* [Document extract]:

The Arizona Diamondbacks are a Major League Baseball franchise based in Phoenix, Arizona. The Diamondbacks compete in the National League West division. Officially known as the "First-Year Player Draft", the Rule 4 Draft is Major League Baseball's primary mechanism for assigning amateur baseball players from high schools, colleges, and other amateur baseball clubs to its teams. The draft order is determined based on the previous season's standings, with the team possessing the worst record receiving the first pick. In addition, teams which lost free agents in the previous off-season may be awarded compensatory or supplementary picks. Since the franchise first participated in the draft in 1996, the Diamondbacks have selected 28 players in the first round. The First-Year Player Draft is unrelated to the 1997 expansion draft in which the Diamondbacks filled their roster.

Of the 28 players picked in the first round by the Diamondbacks, 15 have been pitchers, the most of any position; 11 of these have been right-handed, while 4 have been left-handed.  Five players taken in the first round have been shortstops; additionally, two players have been selected at each of first base, third base, catcher, and the outfield. No second baseman has been selected in the first round by the Diamondbacks.  The Diamondbacks have drafted 16 players out of college, and 10 out of high school. Arizona has drafted seven players out of high schools or colleges in the state of California, with two being taken from each of Florida, Georgia, and their home state of Arizona.

* [Data lines]:
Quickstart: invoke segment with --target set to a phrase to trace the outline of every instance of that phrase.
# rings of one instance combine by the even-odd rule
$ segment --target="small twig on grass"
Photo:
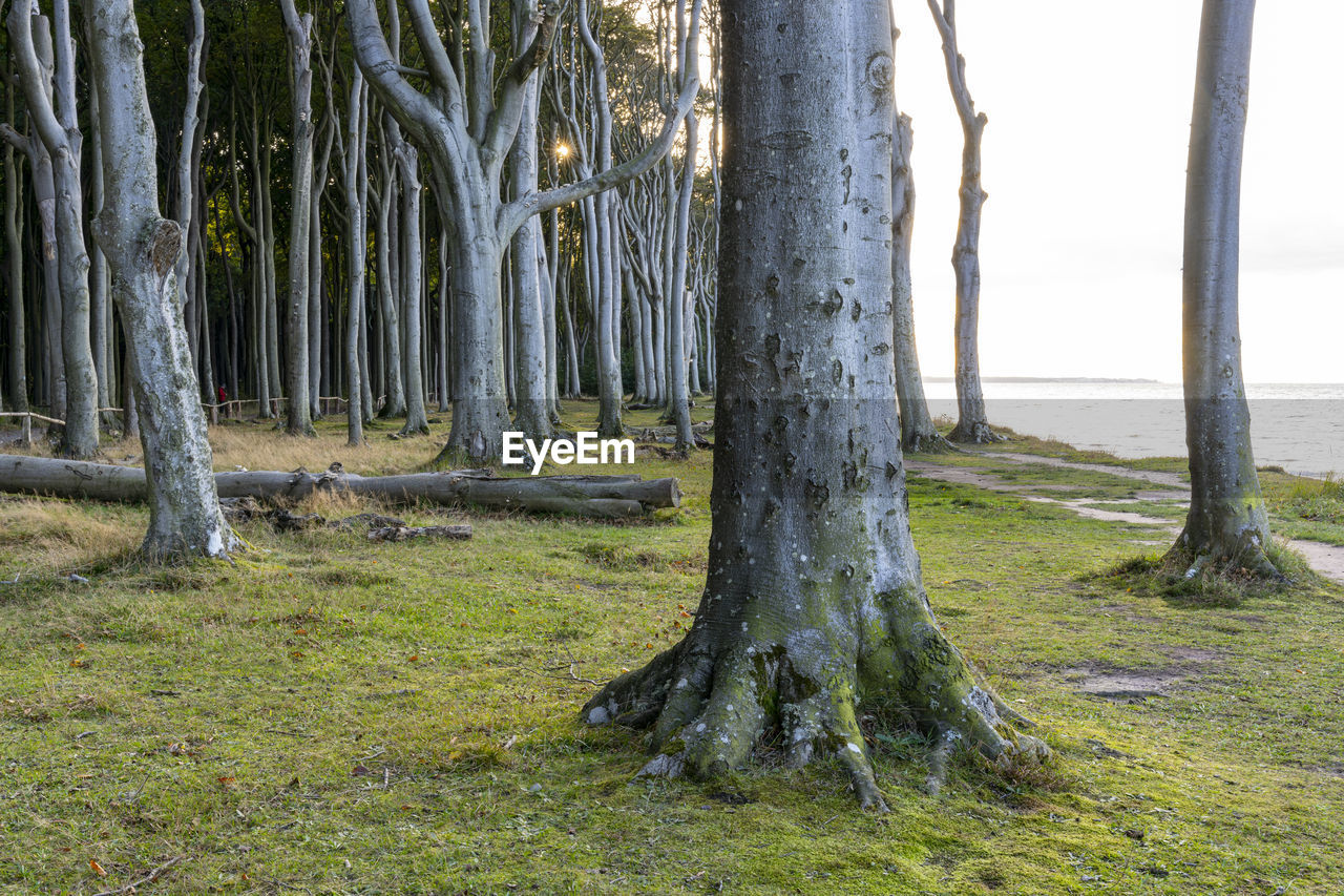
[[[569,673],[570,673],[569,675],[555,675],[555,674],[551,674],[551,673],[540,671],[538,669],[528,669],[527,666],[516,666],[513,663],[491,663],[491,666],[493,669],[517,669],[519,671],[526,671],[527,674],[536,675],[538,678],[559,678],[560,681],[577,681],[577,682],[581,682],[581,683],[585,683],[585,685],[597,685],[597,686],[601,686],[601,685],[605,683],[605,682],[601,682],[601,681],[593,681],[591,678],[581,678],[574,671],[574,667],[577,665],[578,663],[569,663],[567,666],[551,666],[551,669],[569,669]]]
[[[144,887],[145,884],[152,884],[156,880],[159,880],[159,877],[163,876],[165,870],[180,862],[181,858],[183,858],[181,856],[169,858],[163,865],[149,872],[149,874],[146,874],[145,877],[141,877],[134,883],[126,884],[125,887],[118,887],[117,889],[105,889],[101,893],[94,893],[94,896],[121,896],[122,893],[133,893],[138,887]]]

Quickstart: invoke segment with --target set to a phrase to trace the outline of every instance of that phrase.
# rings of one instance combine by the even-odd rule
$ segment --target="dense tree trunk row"
[[[146,86],[211,418],[305,435],[336,398],[359,443],[375,417],[427,432],[435,406],[454,412],[449,451],[484,459],[505,429],[550,436],[562,396],[581,391],[618,433],[632,357],[636,404],[675,416],[676,394],[711,382],[716,174],[712,187],[696,178],[704,152],[679,143],[696,125],[696,67],[679,59],[698,52],[700,4],[660,9],[650,27],[601,3],[516,4],[507,48],[482,39],[488,5],[464,3],[448,40],[425,3],[138,13],[183,38],[179,67],[152,69]],[[129,330],[83,225],[105,190],[101,145],[81,164],[77,122],[97,128],[99,108],[70,73],[91,42],[70,30],[69,0],[54,19],[12,4],[8,24],[0,377],[7,405],[66,420],[66,453],[87,456],[99,424],[138,421]],[[460,102],[435,110],[444,97]],[[665,113],[640,118],[655,104]],[[671,272],[685,284],[675,319]]]

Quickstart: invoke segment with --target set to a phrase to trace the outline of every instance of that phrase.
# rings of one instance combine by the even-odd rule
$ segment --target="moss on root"
[[[860,725],[863,697],[900,702],[929,737],[930,792],[942,787],[949,756],[962,748],[1005,772],[1050,757],[1044,741],[1013,728],[1030,722],[977,681],[933,623],[922,593],[883,593],[874,603],[880,615],[867,618],[868,631],[832,639],[825,627],[759,638],[755,626],[743,623],[738,634],[715,626],[712,607],[702,609],[684,640],[610,682],[585,705],[582,718],[648,729],[652,759],[640,776],[719,778],[745,768],[762,743],[777,740],[792,768],[814,760],[839,764],[860,806],[879,811],[887,803]],[[874,647],[859,655],[844,643]]]

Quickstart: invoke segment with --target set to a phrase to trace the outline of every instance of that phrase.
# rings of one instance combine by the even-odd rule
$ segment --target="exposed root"
[[[892,613],[918,605],[879,596]],[[921,609],[922,608],[922,609]],[[892,616],[895,620],[896,616]],[[868,692],[886,692],[913,712],[934,735],[926,788],[938,792],[956,747],[977,749],[1001,768],[1005,763],[1039,761],[1050,753],[1044,743],[1019,733],[1030,725],[976,682],[970,666],[925,615],[905,636],[888,636],[864,655],[845,657],[835,639],[786,638],[785,644],[711,634],[698,620],[691,634],[648,666],[610,682],[583,708],[590,725],[620,724],[648,729],[652,757],[641,778],[711,779],[745,767],[766,732],[782,732],[789,766],[801,768],[833,760],[849,775],[860,806],[886,811],[872,760],[859,725],[859,682]],[[818,655],[817,648],[821,648]],[[872,696],[876,696],[874,693]]]

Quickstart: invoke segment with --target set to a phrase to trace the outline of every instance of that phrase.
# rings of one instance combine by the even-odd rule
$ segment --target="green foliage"
[[[594,408],[566,416],[582,426]],[[305,451],[387,470],[319,429]],[[297,451],[269,428],[227,432],[228,468]],[[402,468],[434,453],[382,448]],[[856,810],[824,764],[632,784],[641,736],[577,712],[591,682],[680,638],[704,585],[710,457],[641,453],[638,472],[681,478],[680,525],[488,514],[470,542],[403,545],[249,525],[237,566],[169,572],[112,546],[26,553],[70,552],[86,526],[134,542],[145,523],[138,507],[31,502],[63,523],[51,544],[0,545],[3,569],[26,570],[0,587],[0,891],[114,889],[175,857],[142,892],[1340,891],[1344,595],[1192,612],[1117,576],[1081,581],[1152,531],[972,486],[913,486],[930,600],[1055,764],[962,755],[929,796],[926,744],[875,702],[864,732],[890,815]],[[73,564],[91,584],[65,577]],[[1116,674],[1164,694],[1085,689]]]

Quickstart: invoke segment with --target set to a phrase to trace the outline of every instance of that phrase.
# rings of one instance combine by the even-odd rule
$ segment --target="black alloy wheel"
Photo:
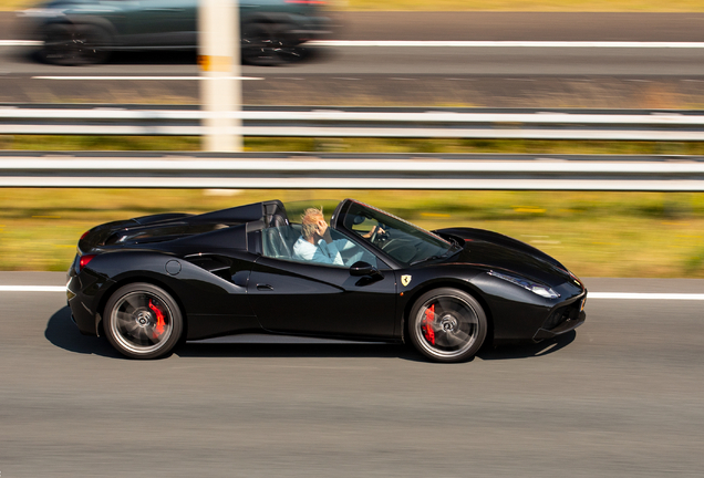
[[[149,283],[132,283],[115,291],[105,305],[104,318],[107,340],[131,358],[168,354],[184,329],[174,299]]]
[[[242,27],[242,63],[256,66],[276,66],[292,63],[303,58],[299,46],[284,25],[277,23],[251,23]]]
[[[42,61],[75,66],[97,64],[107,60],[107,34],[97,27],[72,23],[52,23],[43,32]]]
[[[411,310],[408,335],[418,352],[434,362],[464,362],[482,347],[487,319],[479,302],[458,289],[435,289]]]

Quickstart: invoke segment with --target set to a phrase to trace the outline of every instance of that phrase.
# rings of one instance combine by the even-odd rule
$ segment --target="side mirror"
[[[369,276],[373,278],[383,277],[382,273],[371,263],[364,261],[356,261],[350,268],[350,276],[363,277]]]

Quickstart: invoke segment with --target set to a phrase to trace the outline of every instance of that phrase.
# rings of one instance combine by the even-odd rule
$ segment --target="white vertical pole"
[[[238,0],[199,0],[200,103],[206,113],[203,149],[242,150]]]

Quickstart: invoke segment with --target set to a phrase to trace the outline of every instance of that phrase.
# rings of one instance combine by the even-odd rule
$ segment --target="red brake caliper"
[[[435,345],[435,331],[431,325],[431,322],[435,321],[435,304],[425,309],[425,319],[421,322],[421,330],[423,331],[423,335],[425,335],[425,340]]]
[[[156,328],[154,328],[154,339],[158,339],[159,335],[164,333],[164,328],[166,326],[166,321],[164,320],[164,312],[156,305],[152,303],[152,299],[149,299],[149,309],[154,311],[156,314]]]

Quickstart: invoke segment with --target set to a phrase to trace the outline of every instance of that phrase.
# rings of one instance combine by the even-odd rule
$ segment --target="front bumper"
[[[77,259],[76,259],[77,260]],[[111,281],[90,269],[75,273],[75,264],[69,269],[66,302],[71,309],[71,320],[84,335],[99,335],[101,298]]]
[[[532,336],[534,342],[540,342],[546,339],[552,339],[557,335],[562,335],[567,332],[571,332],[587,320],[587,313],[584,312],[584,303],[587,295],[572,302],[567,306],[557,308],[550,316],[543,322],[542,326],[538,329]]]

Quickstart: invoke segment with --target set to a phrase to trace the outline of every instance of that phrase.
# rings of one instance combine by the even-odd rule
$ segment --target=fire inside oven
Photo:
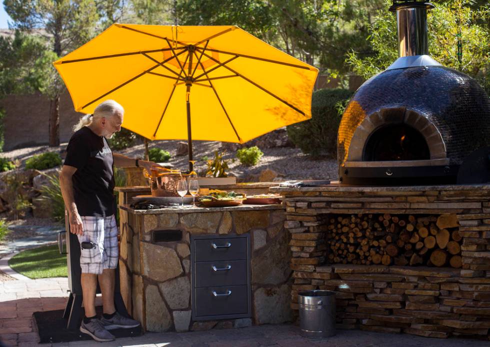
[[[405,124],[382,126],[368,138],[364,148],[364,160],[428,160],[428,146],[424,136]]]

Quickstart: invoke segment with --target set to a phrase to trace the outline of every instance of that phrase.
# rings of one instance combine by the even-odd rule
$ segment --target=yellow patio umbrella
[[[190,160],[192,140],[244,143],[310,118],[318,74],[235,26],[114,24],[54,64],[76,111],[116,100],[124,128],[187,138]]]

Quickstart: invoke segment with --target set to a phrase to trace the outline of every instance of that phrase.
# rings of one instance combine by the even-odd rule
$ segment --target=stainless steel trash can
[[[298,294],[300,326],[303,336],[328,338],[335,335],[335,292],[302,290]]]

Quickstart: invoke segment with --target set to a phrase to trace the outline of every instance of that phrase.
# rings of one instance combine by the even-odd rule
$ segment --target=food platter
[[[278,198],[247,198],[244,204],[248,205],[272,205],[280,204],[280,199]]]
[[[274,204],[280,204],[280,196],[276,194],[262,194],[246,197],[244,204],[246,204],[270,205]]]
[[[200,201],[199,204],[204,207],[230,207],[238,206],[243,203],[243,199],[236,200],[218,200]]]
[[[211,190],[208,195],[199,197],[199,204],[205,207],[229,207],[243,204],[244,194],[228,192],[225,190]]]

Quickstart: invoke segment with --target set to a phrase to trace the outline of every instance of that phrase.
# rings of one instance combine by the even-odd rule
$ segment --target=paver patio
[[[428,338],[358,330],[340,330],[335,336],[308,340],[292,324],[264,325],[238,329],[214,329],[206,332],[156,334],[147,332],[136,338],[112,342],[90,341],[40,344],[32,312],[64,308],[68,296],[66,278],[10,280],[0,282],[0,341],[6,346],[168,346],[169,347],[248,347],[249,346],[349,346],[392,347],[483,347],[487,340],[474,339]],[[100,298],[98,298],[100,299]]]

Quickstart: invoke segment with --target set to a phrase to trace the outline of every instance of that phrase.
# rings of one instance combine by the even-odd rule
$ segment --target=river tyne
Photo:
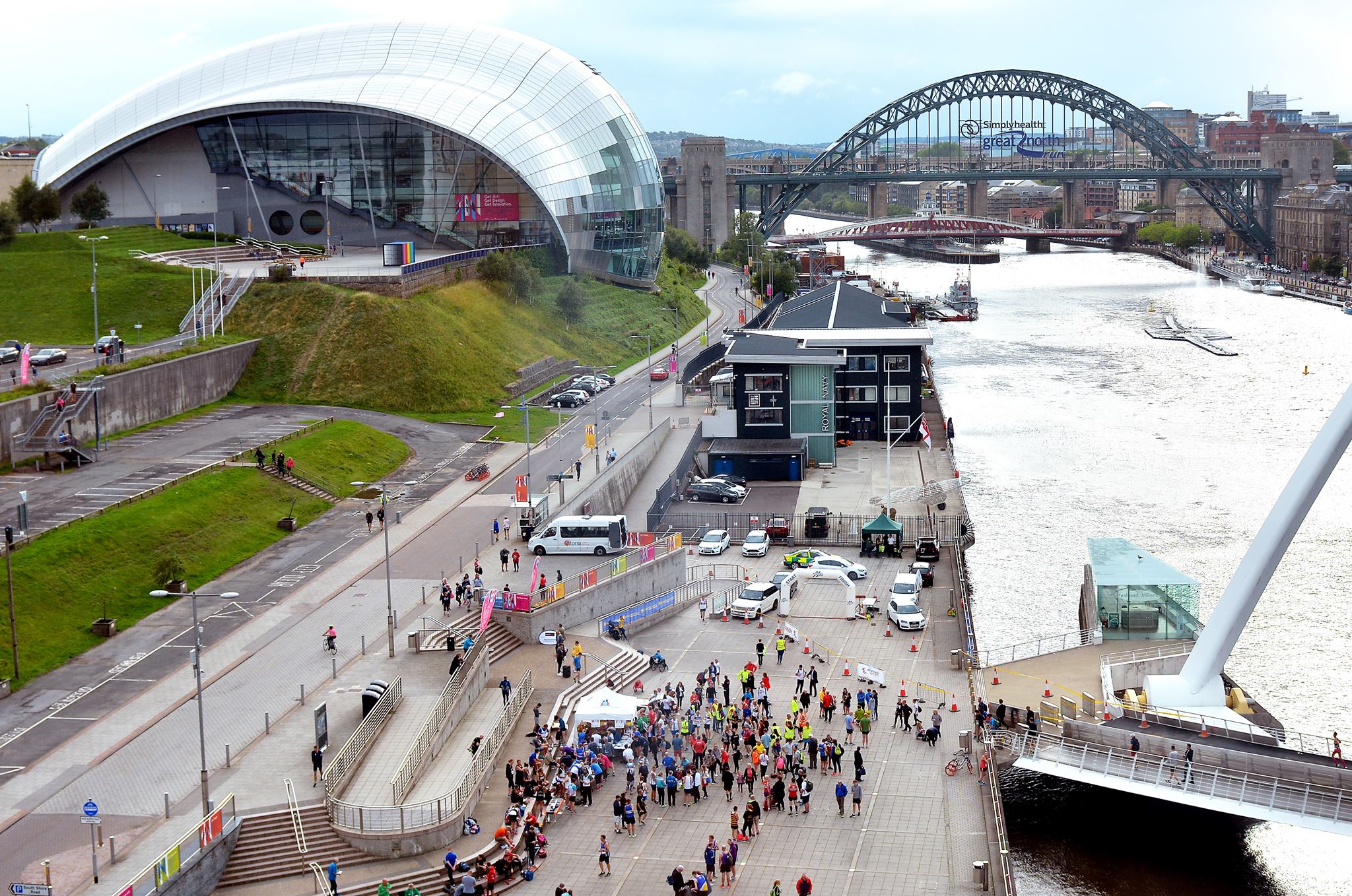
[[[838,222],[795,215],[788,232]],[[841,243],[913,295],[957,268]],[[1242,292],[1163,259],[1000,246],[973,269],[980,319],[936,323],[934,378],[977,527],[983,647],[1078,627],[1084,539],[1121,537],[1202,582],[1202,618],[1352,384],[1352,316]],[[964,269],[965,270],[965,269]],[[1148,309],[1153,307],[1155,314]],[[1172,311],[1232,337],[1217,357],[1149,338]],[[1305,370],[1309,369],[1309,373]],[[1288,728],[1352,741],[1352,462],[1315,501],[1226,665]],[[1005,799],[1019,892],[1352,892],[1352,841],[1025,772]]]

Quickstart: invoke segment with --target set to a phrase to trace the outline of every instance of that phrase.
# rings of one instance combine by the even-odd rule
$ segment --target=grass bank
[[[702,273],[664,262],[661,295],[583,280],[580,319],[558,312],[564,277],[546,277],[534,301],[514,303],[480,281],[407,299],[324,284],[256,284],[231,312],[237,334],[262,343],[235,387],[246,401],[339,404],[392,414],[493,418],[516,368],[545,355],[627,366],[660,353],[704,316]],[[680,327],[662,307],[680,309]],[[484,416],[487,415],[487,416]],[[443,418],[443,419],[450,419]],[[531,420],[534,437],[534,418]]]
[[[127,345],[178,332],[192,305],[187,268],[138,261],[131,250],[201,249],[211,243],[184,239],[154,227],[99,227],[82,231],[16,234],[0,246],[0,339],[43,345],[93,345],[89,296],[91,247],[80,235],[107,237],[95,247],[99,259],[99,328],[116,330]],[[139,337],[135,324],[141,323]]]
[[[375,482],[408,459],[408,446],[356,420],[334,420],[277,446],[295,458],[296,472],[338,497],[357,492],[352,482]]]
[[[14,553],[15,616],[19,628],[19,687],[62,665],[101,638],[89,623],[104,615],[128,628],[165,604],[154,566],[176,553],[196,588],[280,541],[277,520],[295,501],[306,524],[329,503],[257,470],[230,468],[199,476],[135,504],[72,523]],[[9,620],[0,615],[0,643]],[[8,669],[8,651],[3,666]]]

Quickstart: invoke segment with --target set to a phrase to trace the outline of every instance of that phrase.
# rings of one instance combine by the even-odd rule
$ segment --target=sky
[[[831,141],[910,91],[986,69],[1244,114],[1268,86],[1352,119],[1347,55],[1310,28],[1334,0],[400,0],[397,18],[484,22],[587,59],[649,131]],[[59,19],[53,11],[59,8]],[[61,134],[116,97],[235,45],[379,18],[369,0],[64,0],[5,11],[0,134]],[[395,18],[395,16],[387,16]],[[53,32],[54,22],[59,31]],[[1302,97],[1294,101],[1294,97]]]

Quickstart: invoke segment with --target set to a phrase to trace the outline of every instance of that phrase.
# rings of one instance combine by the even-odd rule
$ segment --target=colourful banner
[[[456,220],[521,220],[521,196],[456,193]]]

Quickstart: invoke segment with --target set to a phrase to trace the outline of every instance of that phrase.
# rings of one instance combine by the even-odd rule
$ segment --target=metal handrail
[[[361,720],[361,724],[357,726],[357,730],[352,732],[347,742],[342,745],[342,749],[329,762],[329,768],[324,769],[324,799],[327,803],[333,804],[335,801],[335,793],[342,788],[343,778],[357,768],[361,757],[366,753],[366,747],[376,739],[380,726],[385,723],[385,719],[389,718],[403,699],[403,676],[395,676],[395,680],[389,682],[385,692],[380,695],[376,705],[370,708],[366,718]]]
[[[1083,647],[1084,645],[1095,645],[1103,641],[1103,627],[1094,626],[1092,628],[1078,628],[1075,631],[1065,631],[1059,635],[1045,635],[1042,638],[1030,638],[1028,641],[1019,641],[1013,645],[1000,645],[999,647],[990,647],[987,650],[979,650],[975,657],[982,669],[990,669],[998,664],[1014,662],[1017,659],[1030,659],[1033,657],[1041,657],[1044,653],[1056,653],[1059,650],[1069,650],[1072,647]],[[1033,647],[1028,650],[1028,647]],[[1006,653],[1009,657],[1006,658]]]
[[[483,774],[496,761],[498,751],[511,735],[511,730],[516,726],[516,720],[533,693],[534,673],[527,669],[526,674],[516,682],[516,688],[512,689],[512,697],[498,718],[493,730],[484,738],[469,769],[465,770],[464,777],[453,791],[410,805],[354,805],[331,800],[329,804],[330,823],[337,828],[357,834],[395,831],[406,834],[453,822],[468,803],[470,792],[479,787]]]
[[[431,710],[427,711],[427,720],[423,722],[423,727],[418,731],[418,737],[408,746],[408,751],[404,754],[403,761],[395,770],[393,777],[389,778],[389,789],[393,793],[393,804],[399,805],[408,791],[414,789],[414,784],[418,780],[418,769],[422,766],[422,761],[431,753],[433,743],[437,741],[437,735],[441,734],[442,726],[446,724],[446,719],[450,718],[450,708],[456,705],[460,700],[460,695],[465,691],[465,681],[469,678],[469,673],[479,665],[479,661],[488,655],[488,639],[484,638],[479,641],[473,647],[469,649],[469,657],[466,662],[461,664],[456,674],[446,681],[446,687],[441,689],[441,695],[437,697],[437,703],[433,704]]]
[[[287,785],[287,812],[291,815],[291,831],[296,835],[296,851],[304,854],[308,849],[306,846],[306,826],[300,820],[300,803],[296,800],[296,787],[291,782],[291,778],[283,778]]]
[[[1067,743],[1045,734],[1025,731],[1014,735],[1007,731],[995,732],[1002,746],[1010,749],[1015,758],[1029,758],[1053,765],[1073,765],[1079,772],[1090,772],[1105,777],[1121,778],[1159,789],[1171,782],[1165,777],[1167,757],[1153,757],[1142,751],[1109,747],[1098,749],[1088,743]],[[1045,745],[1044,745],[1045,741]],[[1055,750],[1055,757],[1038,755],[1038,750]],[[1206,796],[1256,805],[1265,810],[1293,812],[1299,818],[1329,819],[1334,823],[1352,823],[1352,789],[1324,787],[1279,778],[1253,772],[1230,772],[1202,762],[1179,762],[1174,766],[1175,777],[1182,774],[1180,793]]]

* [What is asked]:
Continue the passage on the Arizona Diamondbacks' first-round draft picks from its last sentence.

* [Answer to the exercise]:
The Diamondbacks' 2003 selection—Carlos Quentin, who was then playing with the Chicago White Sox—won the 2008 Silver Slugger Award as one of the three best offensive outfielders in the American League.  The franchise has held the first-overall pick once, in 2005, when they selected Justin Upton. The Diamondbacks have received twelve compensatory picks, including nine selections made in the supplemental round of the draft since the franchise's first draft in 1996. These additional picks are provided when a team loses a particularly valuable free agent in the previous off-season, or, more recently, if a team fails to sign a draft pick from the previous year.

Key

Picks

See also
Arizona Diamondbacks minor league players

Footnotes
 Through the 2012 draft, free agents were evaluated by the Elias Sports Bureau and rated "Type A", "Type B", or not compensation-eligible. If a team offered arbitration to a player but that player refused and subsequently signed with another team, the original team was able to receive additional draft picks. If a "Type A" free agent left in this way, his previous team received a supplemental pick and a compensatory pick from the team with which he signed. If a "Type B" free agent left in this way, his previous team received only a supplemental pick. Since the 2013 draft, free agents are no longer classified by type; instead, compensatory picks are only awarded if the team offered its free agent a contract worth at least the average of the 125 current richest MLB contracts. However, if the free agent's last team acquired the player in a trade during the last year of his contract, it is ineligible to receive compensatory picks for that player.
 The Diamondbacks lost their first-round pick in 1998 to the Kansas City Royals as compensation for signing free agent Jay Bell.
 The Diamondbacks gained a supplemental first-round pick in 1999 for losing free agent Devon White.
 The Diamondbacks lost their first-round pick in 2000 to the Atlanta Braves as compensation for signing free agent Russ Springer.
 The Diamondbacks gained a compensatory first-round pick in 2003 from the Seattle Mariners for losing free agent Greg Colbrunn.
 The Diamondbacks gained a supplemental first-round pick in 2005 for losing free agent Richie Sexson.
 The Diamondbacks gained a supplemental first-round pick in 2006 for losing free agent Tim Worrell.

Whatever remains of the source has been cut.